### Extrait du document:
========

La Société de l’assurance automobile du Québec (SAAQ) dénombre actuellement 820 000 véhicules de promenade immatriculés à Montréal. Dans les couronnes, on en dénombre un peu plus de 1,5 million.

Montréal impose cette taxe depuis 2011. La CMM réclamait déjà depuis plusieurs années qu’elle soit étendue à la couronne. Dans le reste du Grand Montréal, l’instauration de cette taxe est recommandée par la commission du transport de la CMM depuis février 2019. Son principal objectif est de « diversifier les sources de revenus » en transport collectif.

Québec change de ton

Le gouvernement Legault s’était jusqu’ici opposé à ce que la taxe soit étendue au « 450 ». « C’est non. Il n’y aura pas de taxe de 50 $ pour les automobilistes des banlieues », disait en 2020 François Bonnardel, alors ministre des Transports, au moment où la CMM voulait l’imposer. Deux ans plus tôt, dès l’arrivée au pouvoir de François Legault, Chantal Rouleau, à l’époque ministre responsable de la Métropole et déléguée aux Transports, avait répondu qu’il n’était « pas dans [l’]intention [de son gouvernement] d’augmenter les taxes des citoyens ».

Pour donner plus d’argent aux villes, le gouvernement avait plutôt décidé de leur remettre une part des revenus tirés de la TVQ par l’entremise d’un nouveau pacte fiscal.

========

### Données fournies:

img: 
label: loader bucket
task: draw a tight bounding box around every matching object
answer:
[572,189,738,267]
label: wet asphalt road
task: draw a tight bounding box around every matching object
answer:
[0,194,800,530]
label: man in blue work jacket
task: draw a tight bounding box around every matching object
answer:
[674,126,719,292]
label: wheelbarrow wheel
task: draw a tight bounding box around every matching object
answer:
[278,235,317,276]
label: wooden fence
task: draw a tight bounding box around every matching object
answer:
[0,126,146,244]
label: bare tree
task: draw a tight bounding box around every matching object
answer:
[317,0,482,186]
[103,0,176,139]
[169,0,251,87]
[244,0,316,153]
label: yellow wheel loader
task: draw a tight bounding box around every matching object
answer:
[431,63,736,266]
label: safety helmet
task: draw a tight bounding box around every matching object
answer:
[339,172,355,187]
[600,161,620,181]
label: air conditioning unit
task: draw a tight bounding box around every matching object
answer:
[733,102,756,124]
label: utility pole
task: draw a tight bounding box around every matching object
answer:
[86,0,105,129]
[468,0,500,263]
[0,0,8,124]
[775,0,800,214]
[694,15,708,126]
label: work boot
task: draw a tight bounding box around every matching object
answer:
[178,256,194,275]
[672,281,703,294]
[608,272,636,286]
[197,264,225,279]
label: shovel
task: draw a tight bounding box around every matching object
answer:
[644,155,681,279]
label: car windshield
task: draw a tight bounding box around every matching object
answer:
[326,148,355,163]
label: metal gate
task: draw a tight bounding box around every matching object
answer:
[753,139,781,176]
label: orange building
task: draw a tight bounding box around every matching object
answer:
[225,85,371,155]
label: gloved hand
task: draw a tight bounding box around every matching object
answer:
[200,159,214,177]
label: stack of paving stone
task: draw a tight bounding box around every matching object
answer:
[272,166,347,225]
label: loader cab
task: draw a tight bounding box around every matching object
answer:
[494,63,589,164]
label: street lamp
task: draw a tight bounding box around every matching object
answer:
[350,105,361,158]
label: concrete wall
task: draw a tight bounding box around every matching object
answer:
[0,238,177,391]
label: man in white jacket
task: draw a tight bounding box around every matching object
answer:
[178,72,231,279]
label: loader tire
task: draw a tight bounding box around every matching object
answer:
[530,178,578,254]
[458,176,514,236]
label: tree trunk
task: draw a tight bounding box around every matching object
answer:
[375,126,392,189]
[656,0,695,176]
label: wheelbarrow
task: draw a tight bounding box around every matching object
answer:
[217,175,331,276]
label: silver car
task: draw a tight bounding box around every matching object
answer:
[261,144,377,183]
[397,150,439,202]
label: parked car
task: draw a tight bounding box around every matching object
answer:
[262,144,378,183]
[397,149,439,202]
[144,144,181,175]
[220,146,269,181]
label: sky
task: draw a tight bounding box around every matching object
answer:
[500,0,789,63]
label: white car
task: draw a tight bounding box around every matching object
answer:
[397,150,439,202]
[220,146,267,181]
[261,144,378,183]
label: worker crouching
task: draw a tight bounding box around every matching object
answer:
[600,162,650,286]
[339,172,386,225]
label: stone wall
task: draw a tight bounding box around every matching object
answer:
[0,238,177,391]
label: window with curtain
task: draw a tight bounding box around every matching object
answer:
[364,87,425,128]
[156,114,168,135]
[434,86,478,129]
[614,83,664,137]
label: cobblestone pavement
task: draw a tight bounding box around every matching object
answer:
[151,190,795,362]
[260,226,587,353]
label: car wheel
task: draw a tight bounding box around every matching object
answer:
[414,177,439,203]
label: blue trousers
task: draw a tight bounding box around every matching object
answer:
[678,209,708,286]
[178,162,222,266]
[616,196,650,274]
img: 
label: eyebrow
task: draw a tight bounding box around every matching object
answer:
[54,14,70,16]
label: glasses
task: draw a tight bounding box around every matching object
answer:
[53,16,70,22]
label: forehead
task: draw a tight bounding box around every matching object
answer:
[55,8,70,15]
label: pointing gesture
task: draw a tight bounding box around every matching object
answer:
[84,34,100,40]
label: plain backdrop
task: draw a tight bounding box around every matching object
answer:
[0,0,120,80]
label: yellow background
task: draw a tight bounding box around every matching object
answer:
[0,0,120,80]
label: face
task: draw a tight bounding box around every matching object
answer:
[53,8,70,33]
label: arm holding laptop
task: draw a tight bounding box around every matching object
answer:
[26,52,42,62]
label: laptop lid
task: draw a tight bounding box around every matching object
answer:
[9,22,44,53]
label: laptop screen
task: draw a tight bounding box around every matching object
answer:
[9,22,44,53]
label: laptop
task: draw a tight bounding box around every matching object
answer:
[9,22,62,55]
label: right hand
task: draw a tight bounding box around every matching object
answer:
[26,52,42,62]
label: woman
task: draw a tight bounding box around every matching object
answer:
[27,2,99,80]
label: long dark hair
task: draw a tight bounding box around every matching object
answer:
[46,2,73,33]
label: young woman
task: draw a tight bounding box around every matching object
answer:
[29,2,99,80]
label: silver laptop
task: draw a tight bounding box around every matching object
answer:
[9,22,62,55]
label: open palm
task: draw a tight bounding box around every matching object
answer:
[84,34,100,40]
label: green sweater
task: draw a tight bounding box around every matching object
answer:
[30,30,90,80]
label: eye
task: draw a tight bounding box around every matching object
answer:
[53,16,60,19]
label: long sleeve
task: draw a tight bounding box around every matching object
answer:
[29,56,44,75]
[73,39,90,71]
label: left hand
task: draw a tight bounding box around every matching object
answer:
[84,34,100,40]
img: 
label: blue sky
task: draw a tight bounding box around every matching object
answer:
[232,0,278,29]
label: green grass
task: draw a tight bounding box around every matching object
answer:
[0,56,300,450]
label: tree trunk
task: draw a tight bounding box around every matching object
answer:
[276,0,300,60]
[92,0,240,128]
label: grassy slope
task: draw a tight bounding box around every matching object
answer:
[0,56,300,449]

========

### Consignes:
1. Recopiez fidèlement l'extrait du document, en commençant par « Québec change de ton » et en poursuivant jusqu'à « nouveau pacte fiscal. ».
2. Répondez aux questions suivantes à l'aide de l'extrait du document.
(a) Combien de véhicules de promenade sont actuellement immatriculés à Montréal selon la SAAQ ?
(b) Depuis quelle année Montréal impose-t-elle cette taxe ?
(c) Quel ministre des Transports a déclaré en 2020 « C'est non » au sujet de la taxe de 50 $ ?
Les entrées proviennent d'une source distincte de l'extrait du document.

### Solutions:
1.
Québec change de ton

Le gouvernement Legault s’était jusqu’ici opposé à ce que la taxe soit étendue au « 450 ». « C’est non. Il n’y aura pas de taxe de 50 $ pour les automobilistes des banlieues », disait en 2020 François Bonnardel, alors ministre des Transports, au moment où la CMM voulait l’imposer. Deux ans plus tôt, dès l’arrivée au pouvoir de François Legault, Chantal Rouleau, à l’époque ministre responsable de la Métropole et déléguée aux Transports, avait répondu qu’il n’était « pas dans [l’]intention [de son gouvernement] d’augmenter les taxes des citoyens ».

Pour donner plus d’argent aux villes, le gouvernement avait plutôt décidé de leur remettre une part des revenus tirés de la TVQ par l’entremise d’un nouveau pacte fiscal.

2.
(a) 820 000 véhicules de promenade.
(b) Depuis 2011.
(c) François Bonnardel.